Akshayakalpa’s aspiration is to help a farmer-family earn a net income of Rs 1 lakh a month. It is a model that is currently applied to dairying integrated with crops like maize, coconuts and pigeonpea (tur), but could be extended to other agricultural activities. “If tomorrow keeping donkeys can give them Rs 1 lakh a month, we will do that,’ Reddy says.
Sunil (no surname) of Alur village in Tiptur taluk of Karnataka’s Tumakuru district says he earns over Rs 60,000 a month. A young guy, he has studied till the 12th standard. His cows yield 65 litres a day on average for which he gets between Rs 28 and Rs 32 a litre depending on fat content. The earnings are almost entirely profit, because he has stopped feeding maize procured from the market. Sunil’s association with Akshayakalpa started in June.
Shankareshwara Param of Vittalalapura village in the same taluk says he earns about Rs 70,000 a month from 16 cows, 10 of them milk-giving. They eat about 40 kg of fodder, which is produced in his fields.

(Saved data entries)
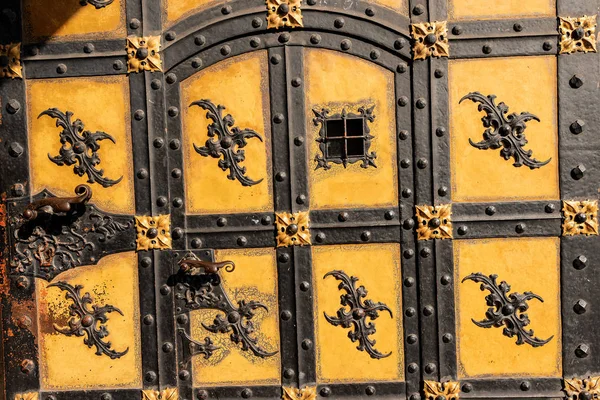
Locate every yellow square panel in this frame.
[312,244,404,383]
[448,56,559,202]
[190,249,281,387]
[454,238,562,378]
[304,49,398,209]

* [Assignment 1]: Reproduce the dairy farming text word for word, starting with "Sunil (no surname)" and going on through "started in June.".
* [Assignment 2]: In the dairy farming text, how many litres a day do Sunil's cows yield on average?
* [Assignment 3]: Pick up the dairy farming text from where it stops and continue it.

* [Task output 1]:
Sunil (no surname) of Alur village in Tiptur taluk of Karnataka’s Tumakuru district says he earns over Rs 60,000 a month. A young guy, he has studied till the 12th standard. His cows yield 65 litres a day on average for which he gets between Rs 28 and Rs 32 a litre depending on fat content. The earnings are almost entirely profit, because he has stopped feeding maize procured from the market. Sunil’s association with Akshayakalpa started in June.

* [Task output 2]: 65 litres

* [Task output 3]:
Akshayakalpa has 130 dairies attached to it in Tiptur. Between them they have about 2,000 animals. Its milk commands a premium. It sells for Rs 60 a litre in Bengaluru. Mother Dairy in Delhi, for example, retails full cream milk for Rs 50 a litre. Reddy says anxious mothers are willing to pay more rather than take chances with their babies. He says demand outstrips supply. He also sells milk products like paneer and butter. Akshayakalpa ghee is priced at Rs 1,000 a litre, which is a stiff premium to brands that do not sport the organic tag and retail for around Rs 400 a litre.
Reddy encourages his buyers to drink milk without boiling, which, he says denatures protein and breaks its bond with calcium, inhibiting absorption by the body. There is no risk of contamination, as milk supplied by Akshayakalpa is hygienically extracted with machines and promptly chilled. Reddy believes “mother cow” puts “bio-protectors” or enzymes in milk to block harmful bacteria, making milk “truly amruta.” But Reddy is no zany traditionalist. He does not, for instance, believe in the magical properties of desi cow urine.
(The National Dairy Research Institute in Karnal, Haryana, says boiling does degrade milk protein, but the loss in nutritional value is acceptable. Even if the udder is thoroughly cleaned, the cow can shed pathogens, so it advices pasteurization).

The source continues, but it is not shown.